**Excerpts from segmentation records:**
# # #

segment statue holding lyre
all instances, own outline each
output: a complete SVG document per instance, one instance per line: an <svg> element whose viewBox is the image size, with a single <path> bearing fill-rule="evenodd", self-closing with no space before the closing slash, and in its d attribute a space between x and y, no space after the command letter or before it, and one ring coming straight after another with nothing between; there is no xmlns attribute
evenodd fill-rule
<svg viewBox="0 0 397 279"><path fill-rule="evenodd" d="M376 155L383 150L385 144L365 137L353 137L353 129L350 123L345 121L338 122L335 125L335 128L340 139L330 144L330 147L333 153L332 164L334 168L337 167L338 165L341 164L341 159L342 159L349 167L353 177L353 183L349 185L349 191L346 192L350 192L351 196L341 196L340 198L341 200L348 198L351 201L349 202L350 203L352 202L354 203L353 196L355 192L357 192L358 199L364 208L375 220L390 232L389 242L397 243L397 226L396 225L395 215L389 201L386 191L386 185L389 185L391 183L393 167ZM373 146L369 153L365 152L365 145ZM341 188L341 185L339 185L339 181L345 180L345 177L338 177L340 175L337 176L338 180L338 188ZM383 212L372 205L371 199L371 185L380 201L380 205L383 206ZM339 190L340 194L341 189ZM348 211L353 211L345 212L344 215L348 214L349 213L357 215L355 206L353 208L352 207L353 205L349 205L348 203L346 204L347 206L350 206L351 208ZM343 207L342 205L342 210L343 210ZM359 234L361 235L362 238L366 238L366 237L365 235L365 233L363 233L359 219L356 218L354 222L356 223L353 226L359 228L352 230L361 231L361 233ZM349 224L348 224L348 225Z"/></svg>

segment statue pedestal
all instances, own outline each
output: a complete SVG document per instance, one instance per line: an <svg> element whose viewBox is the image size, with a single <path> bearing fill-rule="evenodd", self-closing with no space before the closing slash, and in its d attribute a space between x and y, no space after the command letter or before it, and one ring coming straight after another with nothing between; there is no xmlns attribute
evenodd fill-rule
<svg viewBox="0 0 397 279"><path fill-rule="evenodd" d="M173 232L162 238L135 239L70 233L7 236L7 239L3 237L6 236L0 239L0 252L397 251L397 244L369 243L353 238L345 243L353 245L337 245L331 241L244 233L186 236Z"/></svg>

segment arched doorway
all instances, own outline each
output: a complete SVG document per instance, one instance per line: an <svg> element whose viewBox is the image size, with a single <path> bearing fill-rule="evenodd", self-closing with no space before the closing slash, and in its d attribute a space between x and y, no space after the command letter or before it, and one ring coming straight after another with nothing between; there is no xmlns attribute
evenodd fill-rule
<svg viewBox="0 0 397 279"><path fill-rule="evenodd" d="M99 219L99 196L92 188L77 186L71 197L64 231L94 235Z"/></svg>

# # #

**REQUIRED TASK:**
Render these lines as a JSON list of strings, one string per line, with blank lines left out.

**RESPONSE TO THIS TASK:**
[
  "segment statue holding lyre",
  "all instances, own outline each",
  "output: a complete SVG document per instance, one instance per line: an <svg> element whose viewBox is the image size, with a single <path> bearing fill-rule=\"evenodd\", self-closing with no space before the closing slash, and in its d attribute a space between x and y, no space after the command letter or before it, and one ring coming straight after another with nothing between; there is no xmlns attribute",
  "evenodd fill-rule",
  "<svg viewBox=\"0 0 397 279\"><path fill-rule=\"evenodd\" d=\"M376 155L383 150L385 144L365 137L353 137L353 129L350 123L345 121L338 122L335 125L335 128L340 139L330 144L330 147L333 153L332 164L334 168L337 167L338 165L341 164L341 159L342 159L349 167L353 177L353 183L349 185L349 191L346 192L350 192L351 196L341 196L340 198L341 200L348 198L351 201L349 202L350 203L352 202L354 203L353 196L355 192L357 192L358 199L364 208L375 220L390 232L389 242L397 243L397 226L396 225L395 215L389 201L386 191L386 185L389 185L391 183L393 167ZM373 146L369 153L365 152L365 145ZM341 188L341 185L339 185L339 181L345 180L345 177L338 177L340 175L337 176L338 180L338 188ZM383 212L372 205L371 199L371 185L380 201L380 205L383 206ZM339 190L340 194L341 189ZM348 211L353 211L345 212L344 215L348 214L349 213L357 215L355 206L353 208L352 207L353 205L349 205L348 203L346 204L347 206L350 206L351 208ZM343 207L342 205L342 210L343 210ZM359 234L361 235L362 238L366 238L366 237L365 235L365 233L363 233L359 219L356 218L354 222L356 223L353 226L359 228L352 230L361 231L361 233ZM349 224L348 224L348 225Z\"/></svg>",
  "segment statue pedestal",
  "all instances, own outline each",
  "output: a complete SVG document per instance, one instance per line: an <svg> element whose viewBox is the image size, with a single <path> bearing fill-rule=\"evenodd\", self-closing with no space before the closing slash, and in its d attribute a space between x and y, no space after the command letter or before it, and one ring coming straight after another with nothing between; there is no xmlns attribute",
  "evenodd fill-rule",
  "<svg viewBox=\"0 0 397 279\"><path fill-rule=\"evenodd\" d=\"M173 232L162 238L135 239L70 233L7 236L7 239L3 237L6 236L0 239L0 252L397 251L397 244L369 243L353 238L345 243L353 245L337 245L331 241L244 233L186 236Z\"/></svg>",
  "segment arched doorway",
  "all instances, own outline each",
  "output: a complete SVG document per instance, one instance per line: an <svg> element whose viewBox is the image size, with a single <path> bearing fill-rule=\"evenodd\", self-closing with no space before the closing slash, and in its d attribute a space between x and y, no space after the command letter or before it, and one ring coming straight after another with nothing between; there is no xmlns attribute",
  "evenodd fill-rule",
  "<svg viewBox=\"0 0 397 279\"><path fill-rule=\"evenodd\" d=\"M99 219L99 196L92 188L77 186L71 197L64 231L94 235Z\"/></svg>"
]